[Task to carry out] Reproduce each of the entries that follow, exactly.

---*---

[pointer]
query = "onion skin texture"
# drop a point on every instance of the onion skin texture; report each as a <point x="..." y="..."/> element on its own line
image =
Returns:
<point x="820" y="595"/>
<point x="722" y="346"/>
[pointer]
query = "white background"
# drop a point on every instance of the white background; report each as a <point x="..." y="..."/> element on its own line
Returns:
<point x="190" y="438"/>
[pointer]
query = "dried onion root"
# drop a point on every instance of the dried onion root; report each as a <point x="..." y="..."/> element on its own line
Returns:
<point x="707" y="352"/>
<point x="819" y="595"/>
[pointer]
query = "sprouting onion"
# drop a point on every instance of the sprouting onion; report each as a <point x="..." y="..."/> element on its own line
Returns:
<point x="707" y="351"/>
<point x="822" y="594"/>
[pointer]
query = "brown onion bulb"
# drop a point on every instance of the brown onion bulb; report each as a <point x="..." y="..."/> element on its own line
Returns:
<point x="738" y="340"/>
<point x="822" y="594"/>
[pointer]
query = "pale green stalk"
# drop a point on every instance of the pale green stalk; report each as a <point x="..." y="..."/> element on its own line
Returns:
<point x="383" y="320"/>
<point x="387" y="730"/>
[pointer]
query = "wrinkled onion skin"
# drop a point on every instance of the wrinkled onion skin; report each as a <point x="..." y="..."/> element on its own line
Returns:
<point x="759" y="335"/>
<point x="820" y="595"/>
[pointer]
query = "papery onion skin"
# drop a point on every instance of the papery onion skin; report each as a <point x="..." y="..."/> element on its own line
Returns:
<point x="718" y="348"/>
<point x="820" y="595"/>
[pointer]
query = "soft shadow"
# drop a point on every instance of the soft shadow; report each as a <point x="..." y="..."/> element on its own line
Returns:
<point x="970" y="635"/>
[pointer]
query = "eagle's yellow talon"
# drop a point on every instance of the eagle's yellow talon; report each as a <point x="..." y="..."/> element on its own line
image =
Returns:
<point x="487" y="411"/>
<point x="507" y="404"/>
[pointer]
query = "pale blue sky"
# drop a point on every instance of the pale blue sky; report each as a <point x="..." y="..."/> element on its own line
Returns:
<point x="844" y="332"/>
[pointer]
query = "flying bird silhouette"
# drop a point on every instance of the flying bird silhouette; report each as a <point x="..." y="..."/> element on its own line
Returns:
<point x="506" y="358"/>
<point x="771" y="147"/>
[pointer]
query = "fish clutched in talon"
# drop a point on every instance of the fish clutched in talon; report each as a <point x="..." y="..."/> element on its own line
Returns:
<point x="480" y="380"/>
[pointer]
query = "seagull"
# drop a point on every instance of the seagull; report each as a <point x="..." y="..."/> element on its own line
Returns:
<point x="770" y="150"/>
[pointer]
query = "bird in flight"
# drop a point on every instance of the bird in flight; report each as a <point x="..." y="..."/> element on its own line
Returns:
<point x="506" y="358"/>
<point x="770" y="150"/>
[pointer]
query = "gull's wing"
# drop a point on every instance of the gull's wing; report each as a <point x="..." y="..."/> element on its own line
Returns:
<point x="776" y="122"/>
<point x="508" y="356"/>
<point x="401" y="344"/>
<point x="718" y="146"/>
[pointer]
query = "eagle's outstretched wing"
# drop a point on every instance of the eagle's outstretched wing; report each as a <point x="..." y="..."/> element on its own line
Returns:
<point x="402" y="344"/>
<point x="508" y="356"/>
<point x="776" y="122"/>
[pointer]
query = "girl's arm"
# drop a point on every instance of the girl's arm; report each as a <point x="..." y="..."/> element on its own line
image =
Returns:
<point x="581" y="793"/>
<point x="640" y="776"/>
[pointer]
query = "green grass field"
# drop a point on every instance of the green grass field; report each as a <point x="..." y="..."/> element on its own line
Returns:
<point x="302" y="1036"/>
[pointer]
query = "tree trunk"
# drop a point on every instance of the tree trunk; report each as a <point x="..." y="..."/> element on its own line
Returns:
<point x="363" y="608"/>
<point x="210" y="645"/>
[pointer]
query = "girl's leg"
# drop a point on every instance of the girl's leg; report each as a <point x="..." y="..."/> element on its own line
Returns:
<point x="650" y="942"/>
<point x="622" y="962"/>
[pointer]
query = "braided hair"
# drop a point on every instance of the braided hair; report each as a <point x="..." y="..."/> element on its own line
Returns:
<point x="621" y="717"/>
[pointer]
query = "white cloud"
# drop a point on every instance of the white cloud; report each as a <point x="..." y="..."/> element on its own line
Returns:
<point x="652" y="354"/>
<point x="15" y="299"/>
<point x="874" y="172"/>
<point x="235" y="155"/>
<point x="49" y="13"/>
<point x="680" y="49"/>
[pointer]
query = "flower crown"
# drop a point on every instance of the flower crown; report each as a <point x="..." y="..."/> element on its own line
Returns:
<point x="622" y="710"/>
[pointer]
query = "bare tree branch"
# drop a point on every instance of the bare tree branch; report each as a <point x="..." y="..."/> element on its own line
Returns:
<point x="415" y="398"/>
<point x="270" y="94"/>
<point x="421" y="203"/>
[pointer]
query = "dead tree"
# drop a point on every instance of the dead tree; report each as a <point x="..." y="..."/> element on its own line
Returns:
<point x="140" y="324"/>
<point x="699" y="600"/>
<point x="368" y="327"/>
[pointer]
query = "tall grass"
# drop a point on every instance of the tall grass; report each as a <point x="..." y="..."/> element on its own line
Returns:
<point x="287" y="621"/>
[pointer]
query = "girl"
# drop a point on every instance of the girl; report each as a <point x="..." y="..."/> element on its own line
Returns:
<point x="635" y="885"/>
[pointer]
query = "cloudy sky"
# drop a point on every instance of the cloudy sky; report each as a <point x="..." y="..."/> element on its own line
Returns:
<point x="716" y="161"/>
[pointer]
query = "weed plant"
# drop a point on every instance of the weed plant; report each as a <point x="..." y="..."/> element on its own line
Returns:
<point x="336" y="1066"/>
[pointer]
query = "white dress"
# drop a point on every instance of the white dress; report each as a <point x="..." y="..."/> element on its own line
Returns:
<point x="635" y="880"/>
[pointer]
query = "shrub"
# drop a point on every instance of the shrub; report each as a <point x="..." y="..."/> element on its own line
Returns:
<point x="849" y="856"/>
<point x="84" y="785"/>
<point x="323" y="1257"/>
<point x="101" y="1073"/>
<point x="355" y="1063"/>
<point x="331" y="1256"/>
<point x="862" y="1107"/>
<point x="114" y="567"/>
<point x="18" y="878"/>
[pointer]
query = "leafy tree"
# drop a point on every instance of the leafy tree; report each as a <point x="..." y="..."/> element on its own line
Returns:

---*---

[Solution]
[pointer]
query = "onion skin texture"
# drop a point on every instance of the onion skin texture; report each as a <point x="..." y="..."/> element on its own line
image =
Returns:
<point x="820" y="595"/>
<point x="722" y="346"/>
[pointer]
query = "white background"
# drop a point on every instance of the white background; report each as a <point x="..." y="..."/> element on its own line
Returns:
<point x="190" y="438"/>
[pointer]
query = "dried onion root"
# drop a point on every instance of the dried onion root; report each as a <point x="..." y="..."/> element on its own line
Returns:
<point x="707" y="352"/>
<point x="819" y="595"/>
[pointer]
query = "sprouting onion"
# drop a point on every instance of the sprouting onion; report each as a <point x="..." y="..."/> element on its own line
Returns:
<point x="707" y="351"/>
<point x="822" y="594"/>
[pointer]
query = "brown onion bulb"
# drop a point on every instance of the brown onion bulb; report each as a <point x="..." y="..."/> element on its own line
Returns:
<point x="738" y="340"/>
<point x="822" y="594"/>
[pointer]
query = "pale green stalk"
# drop a point on every instance of the pale green stalk; report each as a <point x="..." y="..."/> element on its own line
Returns:
<point x="383" y="320"/>
<point x="387" y="730"/>
[pointer]
query = "wrinkled onion skin"
# drop a point on every instance of the wrinkled onion skin; report each as a <point x="..." y="..."/> element on its own line
Returns:
<point x="759" y="335"/>
<point x="820" y="595"/>
[pointer]
query = "papery onion skin"
# drop a point on every instance of the papery onion skin; report each as a <point x="..." y="..."/> element on its own line
Returns:
<point x="718" y="348"/>
<point x="820" y="595"/>
[pointer]
query = "soft shadow"
# drop a point on every instance of the soft shadow; report each as a <point x="..." y="..."/> element on its own line
Returns:
<point x="970" y="635"/>
[pointer]
query = "eagle's yellow talon"
# drop a point on every instance of the eagle's yellow talon; report each as a <point x="..." y="..."/> element on its own line
image =
Returns:
<point x="487" y="411"/>
<point x="507" y="404"/>
[pointer]
query = "pale blue sky"
# drop a point on every instance of the pale blue sky; report each as a <point x="..." y="..."/> element on its own line
Returns:
<point x="844" y="332"/>
[pointer]
query = "flying bird silhouette"
# drop a point on every instance of the flying bird silhouette; report each as a <point x="..." y="..."/> element on its own line
Returns:
<point x="506" y="358"/>
<point x="771" y="147"/>
[pointer]
query = "fish clutched in talon"
# drop a point on every instance of the fish clutched in talon; report each as a <point x="..." y="..."/> element on its own line
Returns:
<point x="480" y="380"/>
[pointer]
query = "seagull"
# drop a point on every instance of the seagull; report each as a <point x="..." y="..."/> element on its own line
Returns:
<point x="770" y="150"/>
[pointer]
query = "bird in flight"
# drop a point on every instance of the bird in flight; report each as a <point x="..." y="..."/> element on its own line
Returns:
<point x="506" y="358"/>
<point x="770" y="150"/>
[pointer]
query = "gull's wing"
# drop a point on every instance of the gull's wing; report each as a <point x="..." y="..."/> element on its own line
Returns:
<point x="776" y="122"/>
<point x="508" y="356"/>
<point x="401" y="344"/>
<point x="718" y="146"/>
[pointer]
query = "eagle's outstretched wing"
# drop a point on every instance of the eagle's outstretched wing; report each as a <point x="..." y="..."/> element on its own line
Returns:
<point x="402" y="344"/>
<point x="508" y="356"/>
<point x="776" y="122"/>
[pointer]
query = "girl's arm"
# drop a point on every instance of the girl's arm; report each as a <point x="..." y="..."/> element on its own line
image =
Returns:
<point x="581" y="793"/>
<point x="640" y="776"/>
[pointer]
query = "green grass field"
# drop a point on every instance of the green grass field; report each as a <point x="..." y="..."/> element on its own line
Returns:
<point x="302" y="1036"/>
[pointer]
query = "tree trunk"
# drop a point on every instance of the tree trunk; report each as a <point x="..." y="..."/> element on its own line
Returns:
<point x="363" y="608"/>
<point x="210" y="645"/>
[pointer]
query = "girl's leg"
# drop a point on every instance of the girl's leg; report each as a <point x="..." y="..."/> element on its own line
Returns:
<point x="650" y="942"/>
<point x="622" y="962"/>
[pointer]
query = "braided hair"
# drop a point on every instance of the braided hair; report each as a <point x="..." y="..."/> element on its own line
Returns:
<point x="621" y="717"/>
[pointer]
query = "white cloud"
# drop a point on every instance of the white cloud; report each as a <point x="..." y="..."/> element on its own line
Returns:
<point x="652" y="354"/>
<point x="15" y="299"/>
<point x="874" y="172"/>
<point x="235" y="155"/>
<point x="49" y="13"/>
<point x="680" y="49"/>
[pointer]
query = "flower crown"
# drop a point on every instance of the flower crown; report each as a <point x="..." y="..."/> element on its own line
Returns:
<point x="622" y="710"/>
[pointer]
query = "bare tree branch"
# drop a point on every instance of the bare tree branch; report each as a <point x="..." y="..."/> element on its own line
Returns:
<point x="415" y="398"/>
<point x="270" y="94"/>
<point x="421" y="203"/>
[pointer]
query = "dead tree"
# drop a point on every instance of the dead tree; report each as a <point x="..." y="..."/> element on its own line
Returns:
<point x="140" y="324"/>
<point x="699" y="600"/>
<point x="368" y="327"/>
[pointer]
query = "tall grass"
# drop a point on every instance of the tall grass; report each as a <point x="..." y="..."/> element on its own line
Returns:
<point x="287" y="621"/>
[pointer]
query = "girl"
# drop a point on every instance of the girl; report each as a <point x="..." y="..."/> element on its own line
Returns:
<point x="635" y="885"/>
[pointer]
query = "cloudy sky"
# drop a point on every instance of the cloudy sky; report each as a <point x="..." y="..."/> element on its own line
Returns:
<point x="716" y="161"/>
[pointer]
query = "weed plant"
# drop a point on every instance of the weed plant; report each as a <point x="..." y="..."/> element on its own line
Returns:
<point x="336" y="1066"/>
[pointer]
query = "white dress"
# drop a point on every instance of the white dress; report each as a <point x="..." y="..."/> element on its own line
Returns:
<point x="635" y="880"/>
[pointer]
query = "shrub"
# drop a point on every instance of the shrub; report each as a <point x="..." y="..."/> element on its own line
Returns:
<point x="849" y="856"/>
<point x="84" y="785"/>
<point x="323" y="1257"/>
<point x="101" y="1073"/>
<point x="355" y="1063"/>
<point x="331" y="1256"/>
<point x="862" y="1107"/>
<point x="114" y="567"/>
<point x="18" y="878"/>
[pointer]
query = "leafy tree"
# drop a point on every instance of the leafy tree; report each as a <point x="..." y="..."/> element on its own line
Returns:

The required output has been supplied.